(Saved entries)
+ + + +

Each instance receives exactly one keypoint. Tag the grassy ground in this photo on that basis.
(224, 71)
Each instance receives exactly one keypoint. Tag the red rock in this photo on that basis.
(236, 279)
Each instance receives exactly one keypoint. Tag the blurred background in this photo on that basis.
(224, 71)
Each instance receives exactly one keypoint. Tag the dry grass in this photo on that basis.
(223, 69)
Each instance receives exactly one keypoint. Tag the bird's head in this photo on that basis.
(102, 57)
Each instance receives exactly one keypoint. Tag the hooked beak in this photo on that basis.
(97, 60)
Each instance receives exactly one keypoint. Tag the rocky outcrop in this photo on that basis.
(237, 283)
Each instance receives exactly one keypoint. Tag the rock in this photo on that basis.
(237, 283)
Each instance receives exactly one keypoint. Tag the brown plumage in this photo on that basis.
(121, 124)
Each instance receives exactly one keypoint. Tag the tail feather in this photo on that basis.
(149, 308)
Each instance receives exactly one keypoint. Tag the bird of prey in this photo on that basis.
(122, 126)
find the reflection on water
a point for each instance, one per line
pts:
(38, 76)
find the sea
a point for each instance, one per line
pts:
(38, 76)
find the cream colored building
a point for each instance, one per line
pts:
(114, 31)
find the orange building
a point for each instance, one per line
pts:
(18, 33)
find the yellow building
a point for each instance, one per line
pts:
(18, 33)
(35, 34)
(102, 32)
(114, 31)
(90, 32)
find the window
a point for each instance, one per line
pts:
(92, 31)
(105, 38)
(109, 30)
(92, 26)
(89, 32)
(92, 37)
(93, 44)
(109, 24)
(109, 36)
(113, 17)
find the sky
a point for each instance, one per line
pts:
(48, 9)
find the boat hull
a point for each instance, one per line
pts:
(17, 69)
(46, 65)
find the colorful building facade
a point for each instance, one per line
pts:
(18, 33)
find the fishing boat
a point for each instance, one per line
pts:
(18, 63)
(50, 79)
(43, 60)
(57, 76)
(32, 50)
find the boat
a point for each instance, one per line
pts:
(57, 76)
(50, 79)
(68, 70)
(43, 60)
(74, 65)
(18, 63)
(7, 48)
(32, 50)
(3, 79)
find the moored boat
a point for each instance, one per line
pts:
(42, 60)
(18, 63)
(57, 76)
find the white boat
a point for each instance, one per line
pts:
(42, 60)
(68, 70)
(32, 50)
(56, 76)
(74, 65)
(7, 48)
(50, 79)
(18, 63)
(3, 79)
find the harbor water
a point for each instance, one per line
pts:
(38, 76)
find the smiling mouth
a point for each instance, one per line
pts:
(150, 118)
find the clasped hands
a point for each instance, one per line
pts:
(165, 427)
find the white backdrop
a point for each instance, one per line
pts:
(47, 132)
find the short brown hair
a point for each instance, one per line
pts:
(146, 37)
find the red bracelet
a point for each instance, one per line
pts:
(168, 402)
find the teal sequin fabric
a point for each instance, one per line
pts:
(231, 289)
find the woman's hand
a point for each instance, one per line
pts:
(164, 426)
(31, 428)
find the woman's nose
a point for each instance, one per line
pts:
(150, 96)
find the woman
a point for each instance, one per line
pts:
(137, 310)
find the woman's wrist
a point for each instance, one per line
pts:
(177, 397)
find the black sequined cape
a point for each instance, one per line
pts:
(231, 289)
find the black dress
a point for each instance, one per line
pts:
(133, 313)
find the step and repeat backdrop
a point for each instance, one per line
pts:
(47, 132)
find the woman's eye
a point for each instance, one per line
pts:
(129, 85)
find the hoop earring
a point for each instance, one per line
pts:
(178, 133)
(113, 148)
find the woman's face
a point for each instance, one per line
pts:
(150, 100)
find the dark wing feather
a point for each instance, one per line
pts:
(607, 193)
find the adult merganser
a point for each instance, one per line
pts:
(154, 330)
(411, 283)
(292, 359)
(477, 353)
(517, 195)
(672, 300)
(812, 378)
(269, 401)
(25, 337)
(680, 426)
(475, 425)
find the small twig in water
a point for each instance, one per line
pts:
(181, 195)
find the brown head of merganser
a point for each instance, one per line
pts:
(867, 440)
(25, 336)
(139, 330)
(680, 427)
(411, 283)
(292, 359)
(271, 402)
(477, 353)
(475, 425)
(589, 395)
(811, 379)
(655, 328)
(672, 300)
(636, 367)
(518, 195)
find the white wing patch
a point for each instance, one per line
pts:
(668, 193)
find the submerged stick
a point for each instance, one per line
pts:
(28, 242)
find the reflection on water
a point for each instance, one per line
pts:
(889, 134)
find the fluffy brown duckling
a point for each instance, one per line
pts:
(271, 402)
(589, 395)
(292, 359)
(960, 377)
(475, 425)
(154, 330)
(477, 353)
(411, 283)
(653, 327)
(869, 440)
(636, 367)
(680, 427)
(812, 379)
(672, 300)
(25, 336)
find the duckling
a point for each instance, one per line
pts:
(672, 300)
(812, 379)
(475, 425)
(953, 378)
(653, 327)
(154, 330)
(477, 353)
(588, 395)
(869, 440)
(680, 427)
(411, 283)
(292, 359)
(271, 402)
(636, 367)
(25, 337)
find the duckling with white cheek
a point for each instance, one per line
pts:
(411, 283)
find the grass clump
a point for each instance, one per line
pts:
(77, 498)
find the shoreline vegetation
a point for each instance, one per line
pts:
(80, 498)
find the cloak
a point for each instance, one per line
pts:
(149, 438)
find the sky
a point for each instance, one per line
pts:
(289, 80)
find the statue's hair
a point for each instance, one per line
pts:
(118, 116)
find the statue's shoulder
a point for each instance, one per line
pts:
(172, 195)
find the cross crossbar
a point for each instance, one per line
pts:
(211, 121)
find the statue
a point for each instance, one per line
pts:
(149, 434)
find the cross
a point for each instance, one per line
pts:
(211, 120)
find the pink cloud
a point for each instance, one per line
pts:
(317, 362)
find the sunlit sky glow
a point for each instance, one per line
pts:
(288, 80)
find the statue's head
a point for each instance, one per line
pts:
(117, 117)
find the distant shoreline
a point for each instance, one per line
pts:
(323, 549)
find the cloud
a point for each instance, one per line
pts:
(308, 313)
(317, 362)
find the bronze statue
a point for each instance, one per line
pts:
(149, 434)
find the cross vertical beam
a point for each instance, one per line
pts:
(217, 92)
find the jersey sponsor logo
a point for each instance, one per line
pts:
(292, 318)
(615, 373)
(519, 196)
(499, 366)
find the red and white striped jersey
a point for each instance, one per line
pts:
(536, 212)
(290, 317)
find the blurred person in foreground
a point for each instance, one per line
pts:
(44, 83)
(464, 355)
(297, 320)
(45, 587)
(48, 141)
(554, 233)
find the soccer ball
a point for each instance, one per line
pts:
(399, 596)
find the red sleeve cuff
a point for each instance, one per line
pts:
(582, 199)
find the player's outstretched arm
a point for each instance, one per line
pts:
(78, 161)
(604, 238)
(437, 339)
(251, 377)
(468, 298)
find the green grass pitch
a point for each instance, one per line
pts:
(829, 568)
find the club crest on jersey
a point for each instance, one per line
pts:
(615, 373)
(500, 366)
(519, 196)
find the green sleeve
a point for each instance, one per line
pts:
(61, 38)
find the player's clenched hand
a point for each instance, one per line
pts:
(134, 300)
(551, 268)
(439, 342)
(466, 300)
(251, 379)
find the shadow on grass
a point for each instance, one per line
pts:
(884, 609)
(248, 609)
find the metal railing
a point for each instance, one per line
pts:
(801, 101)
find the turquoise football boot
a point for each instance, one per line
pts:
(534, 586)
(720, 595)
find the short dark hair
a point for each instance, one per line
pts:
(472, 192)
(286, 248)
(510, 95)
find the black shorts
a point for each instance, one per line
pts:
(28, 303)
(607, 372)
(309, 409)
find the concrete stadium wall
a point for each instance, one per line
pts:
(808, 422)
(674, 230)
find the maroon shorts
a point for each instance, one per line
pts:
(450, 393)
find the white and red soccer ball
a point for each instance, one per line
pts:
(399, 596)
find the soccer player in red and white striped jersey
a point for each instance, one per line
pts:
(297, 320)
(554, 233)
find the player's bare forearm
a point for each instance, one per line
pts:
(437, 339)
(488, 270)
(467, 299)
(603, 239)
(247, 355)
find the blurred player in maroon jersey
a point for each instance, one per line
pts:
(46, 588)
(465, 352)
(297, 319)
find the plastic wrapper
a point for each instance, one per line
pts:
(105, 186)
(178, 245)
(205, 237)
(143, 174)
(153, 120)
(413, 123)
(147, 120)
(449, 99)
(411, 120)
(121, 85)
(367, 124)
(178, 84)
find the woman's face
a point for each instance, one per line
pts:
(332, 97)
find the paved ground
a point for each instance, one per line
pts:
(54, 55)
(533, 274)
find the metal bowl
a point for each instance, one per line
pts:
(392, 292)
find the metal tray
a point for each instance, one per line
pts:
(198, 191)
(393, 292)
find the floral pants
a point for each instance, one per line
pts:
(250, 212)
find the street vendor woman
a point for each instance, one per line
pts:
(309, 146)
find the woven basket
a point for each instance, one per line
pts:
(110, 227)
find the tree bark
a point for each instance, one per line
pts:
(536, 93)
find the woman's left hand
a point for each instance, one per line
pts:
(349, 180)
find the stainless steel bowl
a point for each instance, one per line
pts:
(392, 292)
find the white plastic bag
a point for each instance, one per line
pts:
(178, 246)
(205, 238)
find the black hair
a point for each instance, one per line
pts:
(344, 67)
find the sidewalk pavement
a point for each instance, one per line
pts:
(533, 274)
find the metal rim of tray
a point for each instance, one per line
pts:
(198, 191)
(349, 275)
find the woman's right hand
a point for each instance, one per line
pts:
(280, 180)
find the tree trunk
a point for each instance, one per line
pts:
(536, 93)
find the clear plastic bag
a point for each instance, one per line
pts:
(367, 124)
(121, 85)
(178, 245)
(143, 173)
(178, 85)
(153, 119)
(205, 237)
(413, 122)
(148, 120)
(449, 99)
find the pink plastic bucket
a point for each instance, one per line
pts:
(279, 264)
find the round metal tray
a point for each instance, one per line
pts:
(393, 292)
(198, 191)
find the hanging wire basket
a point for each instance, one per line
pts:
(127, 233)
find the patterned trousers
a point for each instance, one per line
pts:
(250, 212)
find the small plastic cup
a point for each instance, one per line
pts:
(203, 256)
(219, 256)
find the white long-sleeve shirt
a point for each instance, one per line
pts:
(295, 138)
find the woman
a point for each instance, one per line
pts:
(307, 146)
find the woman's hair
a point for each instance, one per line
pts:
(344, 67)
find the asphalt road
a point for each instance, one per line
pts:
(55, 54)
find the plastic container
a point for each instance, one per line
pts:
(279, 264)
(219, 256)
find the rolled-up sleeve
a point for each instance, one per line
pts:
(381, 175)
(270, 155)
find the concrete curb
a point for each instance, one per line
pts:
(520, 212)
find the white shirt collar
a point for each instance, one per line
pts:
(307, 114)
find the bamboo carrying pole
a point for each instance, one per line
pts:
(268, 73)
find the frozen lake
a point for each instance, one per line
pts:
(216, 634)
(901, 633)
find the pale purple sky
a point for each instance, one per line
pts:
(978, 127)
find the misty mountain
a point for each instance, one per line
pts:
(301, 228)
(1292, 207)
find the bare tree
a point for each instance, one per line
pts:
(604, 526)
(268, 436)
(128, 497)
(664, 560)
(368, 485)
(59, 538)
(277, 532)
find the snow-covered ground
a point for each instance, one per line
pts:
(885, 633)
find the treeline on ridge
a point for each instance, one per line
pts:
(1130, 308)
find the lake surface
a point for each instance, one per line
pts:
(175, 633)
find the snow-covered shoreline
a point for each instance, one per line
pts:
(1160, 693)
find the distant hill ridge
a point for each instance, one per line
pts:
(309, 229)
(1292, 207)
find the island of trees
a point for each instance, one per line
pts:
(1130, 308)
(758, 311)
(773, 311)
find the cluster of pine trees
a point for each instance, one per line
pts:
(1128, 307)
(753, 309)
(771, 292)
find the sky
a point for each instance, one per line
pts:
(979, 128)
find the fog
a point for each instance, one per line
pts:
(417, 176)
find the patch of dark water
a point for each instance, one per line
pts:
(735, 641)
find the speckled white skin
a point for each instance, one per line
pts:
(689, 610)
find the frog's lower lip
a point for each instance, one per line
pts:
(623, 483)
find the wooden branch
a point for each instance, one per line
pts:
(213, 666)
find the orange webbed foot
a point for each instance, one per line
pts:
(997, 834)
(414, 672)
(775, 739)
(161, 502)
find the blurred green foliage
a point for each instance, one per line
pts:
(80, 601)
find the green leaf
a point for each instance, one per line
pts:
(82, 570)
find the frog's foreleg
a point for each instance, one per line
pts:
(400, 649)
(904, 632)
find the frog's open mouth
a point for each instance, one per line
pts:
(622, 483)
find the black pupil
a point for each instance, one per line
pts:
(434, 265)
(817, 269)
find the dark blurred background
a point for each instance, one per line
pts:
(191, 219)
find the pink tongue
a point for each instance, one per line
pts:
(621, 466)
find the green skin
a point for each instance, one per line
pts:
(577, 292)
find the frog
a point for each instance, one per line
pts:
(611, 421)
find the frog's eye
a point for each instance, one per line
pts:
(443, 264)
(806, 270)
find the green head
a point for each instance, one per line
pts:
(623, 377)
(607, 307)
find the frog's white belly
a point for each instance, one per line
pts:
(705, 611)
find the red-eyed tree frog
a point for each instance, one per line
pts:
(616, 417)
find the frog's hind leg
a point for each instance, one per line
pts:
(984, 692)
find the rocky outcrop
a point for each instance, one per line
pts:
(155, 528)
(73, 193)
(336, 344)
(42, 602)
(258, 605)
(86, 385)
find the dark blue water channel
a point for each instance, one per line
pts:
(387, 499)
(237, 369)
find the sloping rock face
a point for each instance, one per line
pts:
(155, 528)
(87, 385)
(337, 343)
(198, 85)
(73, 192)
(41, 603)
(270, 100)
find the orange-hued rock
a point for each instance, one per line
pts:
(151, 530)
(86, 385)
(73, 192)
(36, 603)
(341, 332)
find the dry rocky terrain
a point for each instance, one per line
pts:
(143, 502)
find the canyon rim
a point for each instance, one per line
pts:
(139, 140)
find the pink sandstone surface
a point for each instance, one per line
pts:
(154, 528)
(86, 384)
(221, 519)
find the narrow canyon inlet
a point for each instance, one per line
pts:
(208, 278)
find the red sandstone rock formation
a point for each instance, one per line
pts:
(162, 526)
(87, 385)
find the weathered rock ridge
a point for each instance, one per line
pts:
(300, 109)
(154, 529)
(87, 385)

+ + + +

What you need to do —
Collect the lines of the data that carry the word "distant".

Result —
find the distant shoreline
find the distant hill ridge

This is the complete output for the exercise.